_Exercise task_. Extract each line of the material that follows exactly and omit its pictures.

* Begin Raw data *

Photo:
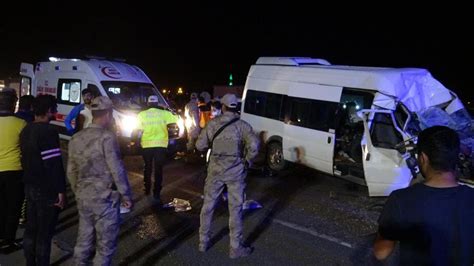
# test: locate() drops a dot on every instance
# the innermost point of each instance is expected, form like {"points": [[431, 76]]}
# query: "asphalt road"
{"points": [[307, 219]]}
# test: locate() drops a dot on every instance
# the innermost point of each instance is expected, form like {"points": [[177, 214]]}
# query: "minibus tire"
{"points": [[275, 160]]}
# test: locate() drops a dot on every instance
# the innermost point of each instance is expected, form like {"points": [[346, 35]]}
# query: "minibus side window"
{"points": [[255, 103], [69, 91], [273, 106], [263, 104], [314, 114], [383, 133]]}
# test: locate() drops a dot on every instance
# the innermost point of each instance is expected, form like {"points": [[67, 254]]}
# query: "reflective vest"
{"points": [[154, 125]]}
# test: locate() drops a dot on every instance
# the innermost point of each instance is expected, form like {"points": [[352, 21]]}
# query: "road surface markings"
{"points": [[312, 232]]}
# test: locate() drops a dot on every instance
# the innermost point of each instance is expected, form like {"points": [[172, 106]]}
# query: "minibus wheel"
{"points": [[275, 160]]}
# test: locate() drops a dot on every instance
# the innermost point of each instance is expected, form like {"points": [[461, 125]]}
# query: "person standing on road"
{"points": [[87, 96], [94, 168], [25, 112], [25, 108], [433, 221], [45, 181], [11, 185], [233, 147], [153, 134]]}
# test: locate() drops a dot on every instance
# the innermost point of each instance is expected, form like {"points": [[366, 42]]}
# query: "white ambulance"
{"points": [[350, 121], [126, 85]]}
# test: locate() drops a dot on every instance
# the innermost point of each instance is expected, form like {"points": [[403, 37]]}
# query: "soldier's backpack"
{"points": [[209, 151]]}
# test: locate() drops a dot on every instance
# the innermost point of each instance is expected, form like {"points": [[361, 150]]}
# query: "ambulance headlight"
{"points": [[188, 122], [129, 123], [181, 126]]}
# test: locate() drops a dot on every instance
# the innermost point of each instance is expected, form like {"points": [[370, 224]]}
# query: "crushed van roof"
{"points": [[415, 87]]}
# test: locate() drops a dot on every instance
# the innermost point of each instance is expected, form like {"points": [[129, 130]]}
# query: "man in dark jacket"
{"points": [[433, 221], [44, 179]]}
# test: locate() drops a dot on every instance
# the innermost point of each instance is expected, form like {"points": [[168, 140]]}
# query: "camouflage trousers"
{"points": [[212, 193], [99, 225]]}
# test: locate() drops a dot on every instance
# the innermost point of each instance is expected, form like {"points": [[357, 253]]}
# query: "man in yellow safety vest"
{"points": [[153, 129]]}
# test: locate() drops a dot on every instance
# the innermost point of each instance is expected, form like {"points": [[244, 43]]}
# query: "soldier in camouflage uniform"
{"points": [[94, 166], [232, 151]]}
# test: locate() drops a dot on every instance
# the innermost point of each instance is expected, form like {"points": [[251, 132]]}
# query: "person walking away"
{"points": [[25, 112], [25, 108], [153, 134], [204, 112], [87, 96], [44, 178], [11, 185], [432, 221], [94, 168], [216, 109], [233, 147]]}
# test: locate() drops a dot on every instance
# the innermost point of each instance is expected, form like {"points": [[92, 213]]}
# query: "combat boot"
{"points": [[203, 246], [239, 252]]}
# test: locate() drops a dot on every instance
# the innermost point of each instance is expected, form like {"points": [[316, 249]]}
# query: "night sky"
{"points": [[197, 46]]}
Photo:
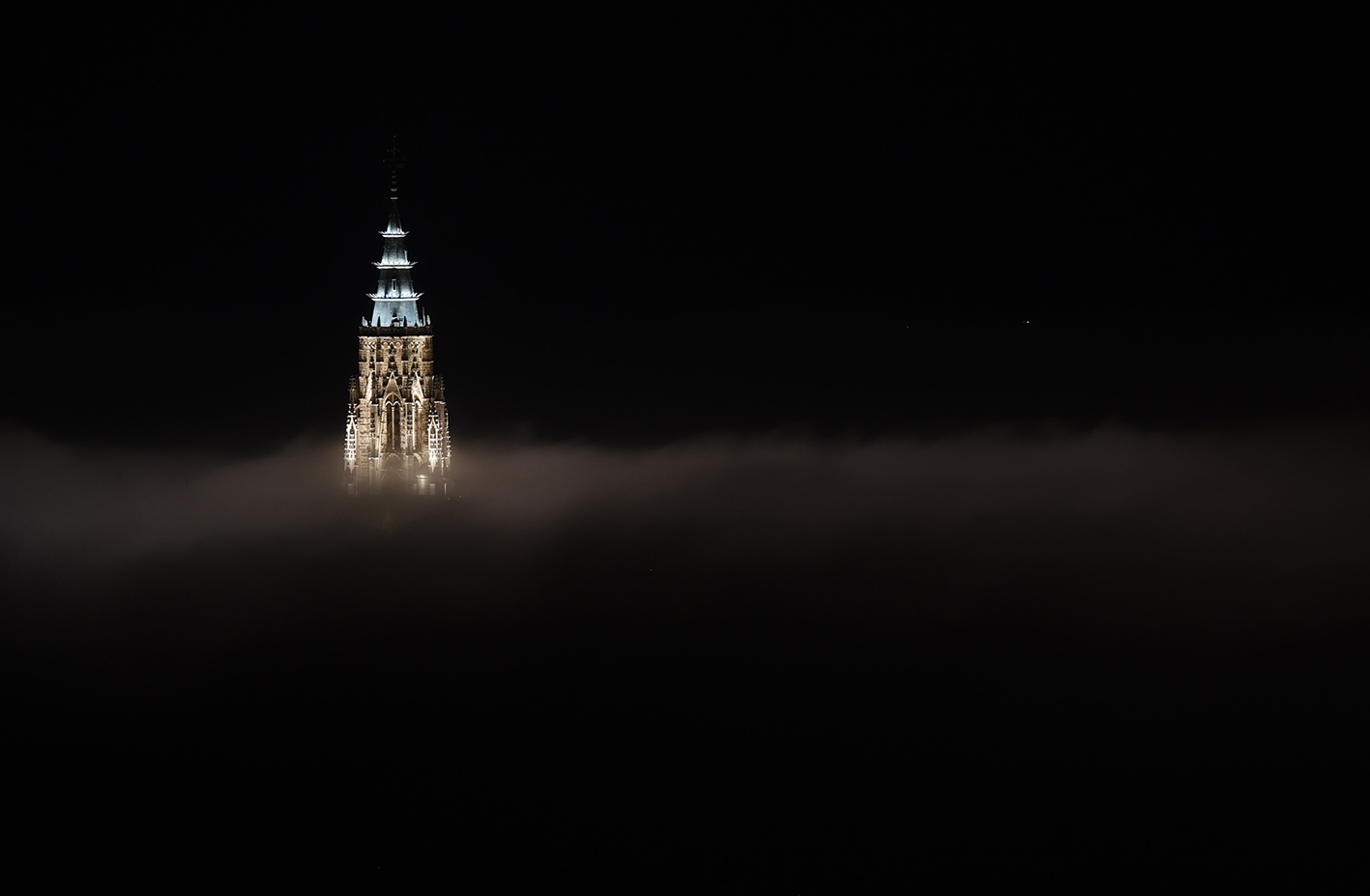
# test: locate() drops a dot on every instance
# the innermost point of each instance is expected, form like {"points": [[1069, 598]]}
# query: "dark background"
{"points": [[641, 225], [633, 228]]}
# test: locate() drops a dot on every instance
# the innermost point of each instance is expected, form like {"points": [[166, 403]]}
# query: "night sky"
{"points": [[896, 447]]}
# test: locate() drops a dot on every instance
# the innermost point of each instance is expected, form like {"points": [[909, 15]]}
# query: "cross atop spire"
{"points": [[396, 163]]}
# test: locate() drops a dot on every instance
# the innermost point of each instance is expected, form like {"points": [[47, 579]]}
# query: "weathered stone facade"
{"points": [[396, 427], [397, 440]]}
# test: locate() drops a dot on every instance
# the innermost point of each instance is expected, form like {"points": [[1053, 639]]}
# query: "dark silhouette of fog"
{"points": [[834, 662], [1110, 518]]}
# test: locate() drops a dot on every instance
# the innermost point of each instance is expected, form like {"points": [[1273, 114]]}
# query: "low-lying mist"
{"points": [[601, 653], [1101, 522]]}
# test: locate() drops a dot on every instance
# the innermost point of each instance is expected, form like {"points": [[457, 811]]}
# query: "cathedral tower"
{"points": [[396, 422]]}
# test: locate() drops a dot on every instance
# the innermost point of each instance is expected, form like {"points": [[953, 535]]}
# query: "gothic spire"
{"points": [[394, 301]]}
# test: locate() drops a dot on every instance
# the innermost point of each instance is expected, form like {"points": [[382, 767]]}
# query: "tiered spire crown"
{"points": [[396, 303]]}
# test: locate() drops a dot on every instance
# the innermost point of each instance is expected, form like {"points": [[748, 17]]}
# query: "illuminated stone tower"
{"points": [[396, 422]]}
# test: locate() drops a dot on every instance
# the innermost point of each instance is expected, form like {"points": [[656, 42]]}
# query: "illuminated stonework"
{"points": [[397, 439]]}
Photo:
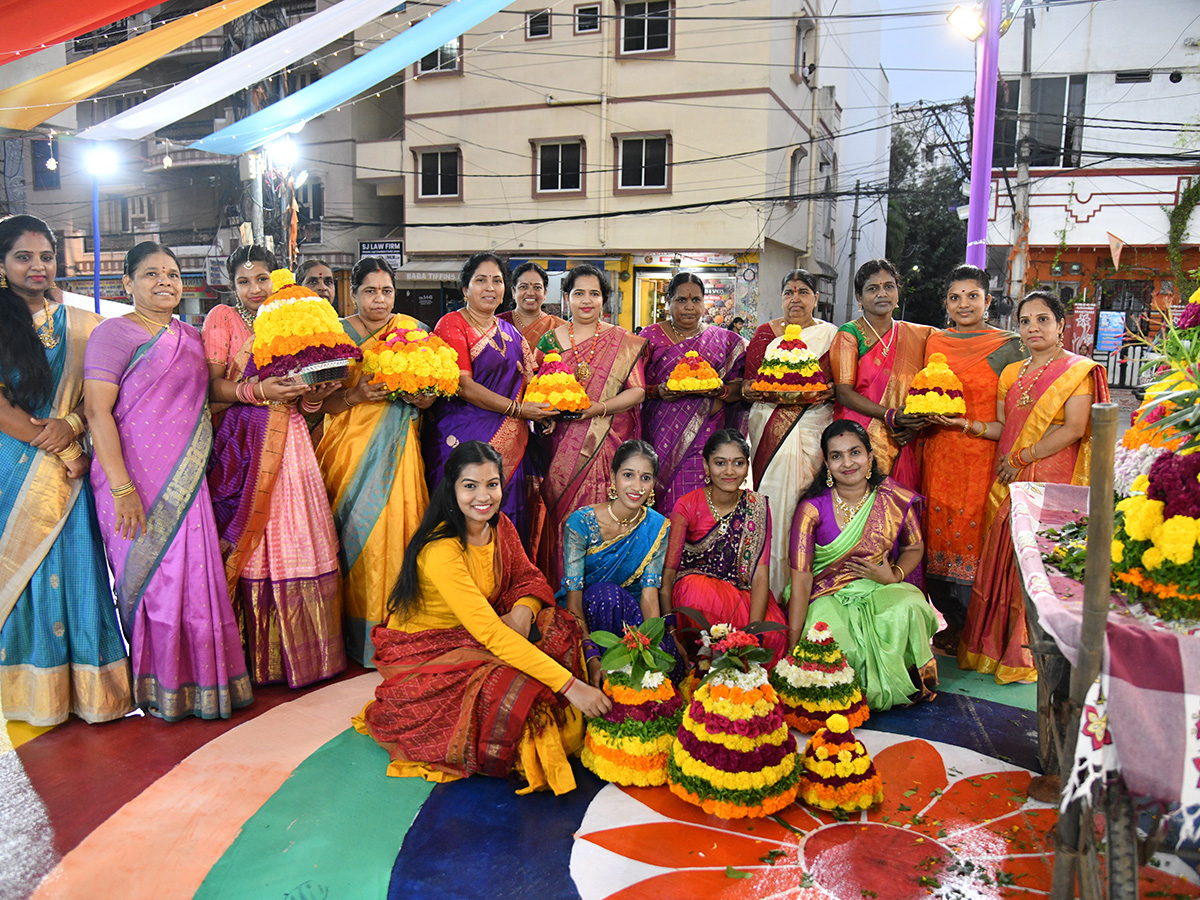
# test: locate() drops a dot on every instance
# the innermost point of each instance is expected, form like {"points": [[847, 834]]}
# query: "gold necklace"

* End Raw data *

_Exercise solution_.
Photo:
# test: locate() drops a dot on every instance
# the innermost point of each instance is expected, form like {"points": [[431, 76]]}
# query: "asphalt road"
{"points": [[307, 219]]}
# test: locate() drops a dot on every instance
# the innermost point of each instance is expected, form like {"points": [[177, 214]]}
# query: "minibus tire"
{"points": [[275, 160]]}
# test: locate() drops a dot on every instance
# the innermost point of each instance is expected, form like {"points": [[346, 35]]}
# query: "minibus side window"
{"points": [[255, 103], [69, 91], [273, 106], [263, 104], [314, 114], [383, 133]]}
# test: locate() drops a dot on every instance
# the innermost point of each instance is expected, form like {"points": [[67, 254]]}
# query: "reflective vest"
{"points": [[154, 125]]}
# test: locate() drops a dot on every instance
# the innermost point of each instance is expected, form like {"points": [[352, 21]]}
# query: "road surface markings"
{"points": [[312, 232]]}
# test: locate() drops a dot on every instance
# the innermost point of each instance is expected, form like {"points": [[172, 106]]}
# query: "minibus wheel"
{"points": [[275, 160]]}
# test: locate() drops a dot on every instance
# the innermost point of each instance is expected, form like {"points": [[461, 125]]}
# query: "person standing on road"
{"points": [[87, 96], [94, 168], [25, 112], [25, 108], [433, 221], [45, 181], [11, 185], [233, 147], [153, 134]]}
# test: locate() drops a dot on every instance
# the innermost point of each instance is expected, form like {"points": [[366, 42]]}
# query: "white ambulance"
{"points": [[350, 121], [126, 85]]}
# test: locate() drops a dot on every instance
# the innermost point of each instance is expected, form like {"points": [[403, 37]]}
# query: "soldier's backpack"
{"points": [[209, 151]]}
# test: locate() drops a dot on every instance
# the innermost point of each instance is expected, form like {"points": [[361, 150]]}
# query: "ambulance headlight"
{"points": [[188, 122], [129, 123], [181, 126]]}
# test: locate() drops a dot on every instance
# the innermost point of each instance is expected, form like {"points": [[370, 224]]}
# query: "crushed van roof"
{"points": [[415, 87]]}
# test: locate() drops a dot on every instance
# the innermost point of each instance is expected, form like {"points": [[129, 130]]}
# query: "man in dark jacket"
{"points": [[433, 221], [44, 179]]}
# test: locate() drops a dot on every instance
# the innermost point of each instance is expected, form like {"points": [[168, 140]]}
# query: "camouflage trousers"
{"points": [[212, 193], [99, 225]]}
# test: locate() drops a dot on every instance
# the innermost point of each instance is expected, form like {"points": [[357, 253]]}
# query: "man in yellow safety vest"
{"points": [[153, 129]]}
# test: locate() drops a dot on every instance
# the innermost point of each instance is expected, form like {"points": [[244, 43]]}
# query: "soldier in camouflage uniform"
{"points": [[94, 166], [232, 151]]}
# test: locate() drops a dot on every instance
# the innermost point of each instance is expected, form like {"points": [[251, 132]]}
# query: "person walking away"
{"points": [[25, 112], [25, 108], [153, 134], [204, 112], [87, 96], [44, 178], [11, 185], [432, 221], [94, 168], [216, 109], [233, 147]]}
# test: locate() drops a dot on every instance
# the innermost point of each instance is expected, form like {"points": [[92, 213]]}
# query: "combat boot"
{"points": [[203, 246], [239, 252]]}
# test: locate() drops a dot on every instance
# the innermost point of each instance is expected, form like {"points": [[316, 249]]}
# query: "night sky"
{"points": [[197, 46]]}
Photo:
# test: locate() drops a dot on every instance
# the innermost point of each instance is expected, form like {"points": [[1069, 598]]}
# query: "dark background"
{"points": [[641, 225], [633, 228]]}
# test: locate() drops a dot on every instance
# the innermost point of each instance is expected, form like {"points": [[166, 403]]}
# query: "night sky"
{"points": [[896, 447]]}
# test: locate() drops a dot on every instance
# the innermost point of each instance is expected, form like {"points": [[909, 15]]}
# query: "cross atop spire"
{"points": [[396, 163]]}
# test: locate() drops a dot on every instance
# the innermost point of each instance is expected, form like {"points": [[47, 579]]}
# query: "weathered stone facade"
{"points": [[396, 427], [397, 440]]}
# test: locate() drops a dot on every instance
# the innermost point of each instance is expected, form like {"points": [[1053, 639]]}
# query: "dark silhouette of fog"
{"points": [[834, 662], [1110, 518]]}
# test: locate() drops a dot on every instance
# the innermost point of each instance is expected, form like {"points": [[1273, 114]]}
# query: "low-lying mist"
{"points": [[601, 653], [1101, 522]]}
# test: locate() drops a dot on every instance
# the innermost point of each instance is expected, form like {"points": [[457, 811]]}
# query: "cathedral tower"
{"points": [[396, 422]]}
# test: locate() drops a dot on every instance
# the innermost point of each instance is expected, form like {"points": [[953, 535]]}
# query: "gothic spire"
{"points": [[394, 301]]}
# test: locate() drops a dot on every instance
# the innermost point of each instance is expected, form like {"points": [[382, 767]]}
# query: "tiered spire crown"
{"points": [[396, 303]]}
# test: locate() drops a dot on every instance
# the innermost point of each instance is expected, form like {"points": [[748, 17]]}
# query: "illuminated stone tower"
{"points": [[396, 422]]}
# test: locate() drops a dot on every instance
# the innermost point of each instance is expected, form like {"points": [[656, 42]]}
# query: "illuminated stonework"
{"points": [[397, 439]]}
Photo:
# test: locate() drops a dot on every instance
# the innermost point of each instance is expected, form like {"points": [[847, 834]]}
# query: "gold necklace"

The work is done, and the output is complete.